▶ _Exercise instructions_
Begin at the line containing "Check that every instance of the boy's ear" and reproduce every line through the end of the entries below. Nothing else should appear.

*** Data for analysis ***

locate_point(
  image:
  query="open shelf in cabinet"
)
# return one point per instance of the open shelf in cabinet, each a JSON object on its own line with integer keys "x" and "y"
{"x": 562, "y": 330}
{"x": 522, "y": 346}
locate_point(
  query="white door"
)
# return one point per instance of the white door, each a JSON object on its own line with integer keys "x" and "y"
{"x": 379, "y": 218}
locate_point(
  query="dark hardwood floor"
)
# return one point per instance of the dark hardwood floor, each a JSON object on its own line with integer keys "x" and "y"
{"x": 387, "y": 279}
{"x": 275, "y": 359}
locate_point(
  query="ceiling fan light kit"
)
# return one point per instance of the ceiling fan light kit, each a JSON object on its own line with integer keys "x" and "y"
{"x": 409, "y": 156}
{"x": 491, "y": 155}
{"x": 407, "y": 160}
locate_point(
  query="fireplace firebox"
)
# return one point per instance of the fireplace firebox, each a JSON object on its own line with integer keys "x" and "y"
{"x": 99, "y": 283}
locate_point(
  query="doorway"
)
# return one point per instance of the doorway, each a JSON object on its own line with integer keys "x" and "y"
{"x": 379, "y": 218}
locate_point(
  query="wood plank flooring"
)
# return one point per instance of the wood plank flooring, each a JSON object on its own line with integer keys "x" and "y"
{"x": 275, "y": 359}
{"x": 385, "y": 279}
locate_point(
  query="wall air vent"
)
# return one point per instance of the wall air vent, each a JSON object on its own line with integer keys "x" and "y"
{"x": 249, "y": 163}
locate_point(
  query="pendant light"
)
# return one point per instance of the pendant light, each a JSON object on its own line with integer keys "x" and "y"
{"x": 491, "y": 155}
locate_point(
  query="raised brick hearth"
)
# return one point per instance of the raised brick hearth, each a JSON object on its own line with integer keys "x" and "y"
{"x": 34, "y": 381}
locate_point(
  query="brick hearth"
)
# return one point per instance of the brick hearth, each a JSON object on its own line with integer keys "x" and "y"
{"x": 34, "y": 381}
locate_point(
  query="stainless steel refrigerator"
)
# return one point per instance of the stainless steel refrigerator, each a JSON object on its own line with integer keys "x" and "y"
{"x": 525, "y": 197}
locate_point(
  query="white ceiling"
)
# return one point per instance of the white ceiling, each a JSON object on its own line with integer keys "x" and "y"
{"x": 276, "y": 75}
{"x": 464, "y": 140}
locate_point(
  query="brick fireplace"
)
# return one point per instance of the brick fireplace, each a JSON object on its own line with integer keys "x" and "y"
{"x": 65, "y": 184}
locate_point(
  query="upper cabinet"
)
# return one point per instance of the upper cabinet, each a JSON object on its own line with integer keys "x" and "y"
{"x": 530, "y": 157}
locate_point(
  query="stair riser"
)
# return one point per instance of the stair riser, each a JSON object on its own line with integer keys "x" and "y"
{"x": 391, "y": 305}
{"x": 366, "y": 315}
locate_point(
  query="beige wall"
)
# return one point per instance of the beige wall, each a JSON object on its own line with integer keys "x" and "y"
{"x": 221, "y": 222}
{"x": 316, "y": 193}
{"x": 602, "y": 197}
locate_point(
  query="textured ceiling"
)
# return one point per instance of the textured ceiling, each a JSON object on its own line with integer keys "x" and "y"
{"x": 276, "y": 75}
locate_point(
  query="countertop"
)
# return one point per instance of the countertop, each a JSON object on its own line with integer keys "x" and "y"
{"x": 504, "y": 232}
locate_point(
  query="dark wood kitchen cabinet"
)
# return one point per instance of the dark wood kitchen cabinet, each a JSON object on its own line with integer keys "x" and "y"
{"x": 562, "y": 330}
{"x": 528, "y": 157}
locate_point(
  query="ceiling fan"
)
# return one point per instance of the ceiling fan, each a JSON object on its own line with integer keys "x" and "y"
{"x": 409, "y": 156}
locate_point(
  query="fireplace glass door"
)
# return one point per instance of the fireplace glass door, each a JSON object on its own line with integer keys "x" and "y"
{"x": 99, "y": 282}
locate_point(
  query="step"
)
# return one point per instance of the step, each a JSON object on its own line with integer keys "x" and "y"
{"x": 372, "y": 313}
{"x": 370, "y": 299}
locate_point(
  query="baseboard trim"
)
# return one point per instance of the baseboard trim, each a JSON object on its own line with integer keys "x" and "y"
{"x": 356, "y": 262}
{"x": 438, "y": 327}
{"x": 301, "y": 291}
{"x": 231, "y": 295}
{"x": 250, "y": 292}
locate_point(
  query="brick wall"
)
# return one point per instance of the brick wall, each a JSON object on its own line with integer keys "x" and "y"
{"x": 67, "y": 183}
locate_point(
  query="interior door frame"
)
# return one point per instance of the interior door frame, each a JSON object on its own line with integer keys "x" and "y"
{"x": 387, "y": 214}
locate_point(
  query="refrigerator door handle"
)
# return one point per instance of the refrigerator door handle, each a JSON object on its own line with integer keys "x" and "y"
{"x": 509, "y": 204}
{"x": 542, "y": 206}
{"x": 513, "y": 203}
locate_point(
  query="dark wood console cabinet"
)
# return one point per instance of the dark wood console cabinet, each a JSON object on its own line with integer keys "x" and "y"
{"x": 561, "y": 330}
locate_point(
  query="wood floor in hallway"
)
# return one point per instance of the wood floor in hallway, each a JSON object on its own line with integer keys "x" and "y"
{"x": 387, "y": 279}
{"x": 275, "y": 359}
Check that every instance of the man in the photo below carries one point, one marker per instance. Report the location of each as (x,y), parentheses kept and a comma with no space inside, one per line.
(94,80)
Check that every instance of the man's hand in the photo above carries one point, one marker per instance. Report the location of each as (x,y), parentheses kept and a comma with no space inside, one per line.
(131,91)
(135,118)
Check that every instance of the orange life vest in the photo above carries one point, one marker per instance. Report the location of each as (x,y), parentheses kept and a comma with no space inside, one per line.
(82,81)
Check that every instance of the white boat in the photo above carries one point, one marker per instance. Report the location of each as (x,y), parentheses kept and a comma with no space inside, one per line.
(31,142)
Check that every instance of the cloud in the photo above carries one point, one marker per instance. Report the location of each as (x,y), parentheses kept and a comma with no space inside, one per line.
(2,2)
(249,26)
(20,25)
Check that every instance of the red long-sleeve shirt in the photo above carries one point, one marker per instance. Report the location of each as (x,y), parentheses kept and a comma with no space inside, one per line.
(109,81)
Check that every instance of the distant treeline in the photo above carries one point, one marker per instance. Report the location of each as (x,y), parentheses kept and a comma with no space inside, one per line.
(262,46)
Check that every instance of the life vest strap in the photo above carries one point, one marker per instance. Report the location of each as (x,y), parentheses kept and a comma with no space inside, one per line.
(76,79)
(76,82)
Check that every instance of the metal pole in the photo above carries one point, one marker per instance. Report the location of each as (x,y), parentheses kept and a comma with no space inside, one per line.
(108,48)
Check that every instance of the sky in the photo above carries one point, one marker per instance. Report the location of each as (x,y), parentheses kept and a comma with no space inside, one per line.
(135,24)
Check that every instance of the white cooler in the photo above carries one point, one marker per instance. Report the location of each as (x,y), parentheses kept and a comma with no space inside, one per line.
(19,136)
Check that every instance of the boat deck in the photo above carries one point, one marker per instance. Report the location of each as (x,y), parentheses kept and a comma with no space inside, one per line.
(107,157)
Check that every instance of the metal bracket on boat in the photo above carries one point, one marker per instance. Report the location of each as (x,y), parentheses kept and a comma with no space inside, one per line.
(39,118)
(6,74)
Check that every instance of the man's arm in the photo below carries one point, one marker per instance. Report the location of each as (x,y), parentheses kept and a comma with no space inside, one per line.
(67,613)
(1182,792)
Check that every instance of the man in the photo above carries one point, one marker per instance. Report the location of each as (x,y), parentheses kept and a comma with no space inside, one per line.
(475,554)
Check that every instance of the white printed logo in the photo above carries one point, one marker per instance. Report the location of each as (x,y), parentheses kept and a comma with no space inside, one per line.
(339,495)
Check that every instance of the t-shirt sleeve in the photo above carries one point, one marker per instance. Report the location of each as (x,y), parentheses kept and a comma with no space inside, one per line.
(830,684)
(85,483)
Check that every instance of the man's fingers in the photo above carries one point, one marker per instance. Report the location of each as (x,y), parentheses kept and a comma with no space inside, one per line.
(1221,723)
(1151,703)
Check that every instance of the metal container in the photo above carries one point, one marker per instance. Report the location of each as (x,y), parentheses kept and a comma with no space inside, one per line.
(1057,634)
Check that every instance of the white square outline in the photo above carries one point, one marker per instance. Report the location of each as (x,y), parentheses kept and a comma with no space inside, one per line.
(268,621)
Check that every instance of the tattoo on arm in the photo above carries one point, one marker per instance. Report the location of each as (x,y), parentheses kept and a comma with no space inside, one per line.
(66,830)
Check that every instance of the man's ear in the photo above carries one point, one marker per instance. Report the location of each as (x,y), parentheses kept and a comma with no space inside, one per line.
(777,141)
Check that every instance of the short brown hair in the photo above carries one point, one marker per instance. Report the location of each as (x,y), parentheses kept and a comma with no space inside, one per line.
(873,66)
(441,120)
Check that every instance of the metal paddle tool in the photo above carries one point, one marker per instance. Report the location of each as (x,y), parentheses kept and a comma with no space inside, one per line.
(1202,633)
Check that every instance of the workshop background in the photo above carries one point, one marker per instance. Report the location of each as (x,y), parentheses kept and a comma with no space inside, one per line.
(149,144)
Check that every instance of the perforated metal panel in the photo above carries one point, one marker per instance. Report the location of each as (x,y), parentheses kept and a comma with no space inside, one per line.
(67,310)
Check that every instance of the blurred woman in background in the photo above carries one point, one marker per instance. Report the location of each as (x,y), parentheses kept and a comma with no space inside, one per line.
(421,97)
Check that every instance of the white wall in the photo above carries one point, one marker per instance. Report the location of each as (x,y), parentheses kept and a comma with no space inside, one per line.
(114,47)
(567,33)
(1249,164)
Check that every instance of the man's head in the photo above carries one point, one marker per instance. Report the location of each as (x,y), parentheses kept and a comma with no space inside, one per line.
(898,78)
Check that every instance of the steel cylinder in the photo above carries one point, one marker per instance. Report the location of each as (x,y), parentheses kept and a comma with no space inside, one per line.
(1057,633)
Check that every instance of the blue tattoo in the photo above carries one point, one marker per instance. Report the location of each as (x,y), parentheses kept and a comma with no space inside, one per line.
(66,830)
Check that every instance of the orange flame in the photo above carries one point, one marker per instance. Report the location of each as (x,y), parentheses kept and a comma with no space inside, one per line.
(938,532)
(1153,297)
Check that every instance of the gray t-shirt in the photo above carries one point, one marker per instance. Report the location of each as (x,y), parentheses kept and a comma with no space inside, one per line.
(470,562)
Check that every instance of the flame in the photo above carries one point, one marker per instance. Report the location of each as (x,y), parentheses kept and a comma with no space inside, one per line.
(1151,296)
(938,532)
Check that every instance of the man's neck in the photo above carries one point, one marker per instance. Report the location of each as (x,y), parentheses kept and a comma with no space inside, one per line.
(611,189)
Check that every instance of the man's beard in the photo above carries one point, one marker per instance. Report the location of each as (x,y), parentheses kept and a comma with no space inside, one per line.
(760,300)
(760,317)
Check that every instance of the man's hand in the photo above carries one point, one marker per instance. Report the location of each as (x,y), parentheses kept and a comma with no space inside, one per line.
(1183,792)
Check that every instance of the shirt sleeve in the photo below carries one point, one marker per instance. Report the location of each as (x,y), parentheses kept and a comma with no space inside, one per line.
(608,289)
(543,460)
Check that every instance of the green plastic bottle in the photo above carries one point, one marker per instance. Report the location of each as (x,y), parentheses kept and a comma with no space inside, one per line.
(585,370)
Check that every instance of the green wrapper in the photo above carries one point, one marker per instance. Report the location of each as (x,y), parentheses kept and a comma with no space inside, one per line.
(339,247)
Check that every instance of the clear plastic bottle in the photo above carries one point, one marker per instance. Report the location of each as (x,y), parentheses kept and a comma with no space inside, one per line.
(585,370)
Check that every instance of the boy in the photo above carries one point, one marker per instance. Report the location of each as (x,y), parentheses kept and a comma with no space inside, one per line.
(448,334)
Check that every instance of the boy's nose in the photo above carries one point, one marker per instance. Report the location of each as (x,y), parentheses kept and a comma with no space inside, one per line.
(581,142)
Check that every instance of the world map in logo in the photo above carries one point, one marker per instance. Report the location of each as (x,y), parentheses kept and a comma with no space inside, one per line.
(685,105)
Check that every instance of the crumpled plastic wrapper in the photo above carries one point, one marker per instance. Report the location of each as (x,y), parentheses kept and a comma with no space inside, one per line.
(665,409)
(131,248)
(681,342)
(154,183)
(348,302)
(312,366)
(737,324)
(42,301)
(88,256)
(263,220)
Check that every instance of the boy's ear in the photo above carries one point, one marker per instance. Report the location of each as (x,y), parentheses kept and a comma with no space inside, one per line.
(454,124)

***

▶ _Finished exercise_
Check that every instance of the boy's ear in the photo above carries one point, one marker per instance. Report the location of each as (x,y), parentheses kept and a comma with no space inside, one per line.
(454,124)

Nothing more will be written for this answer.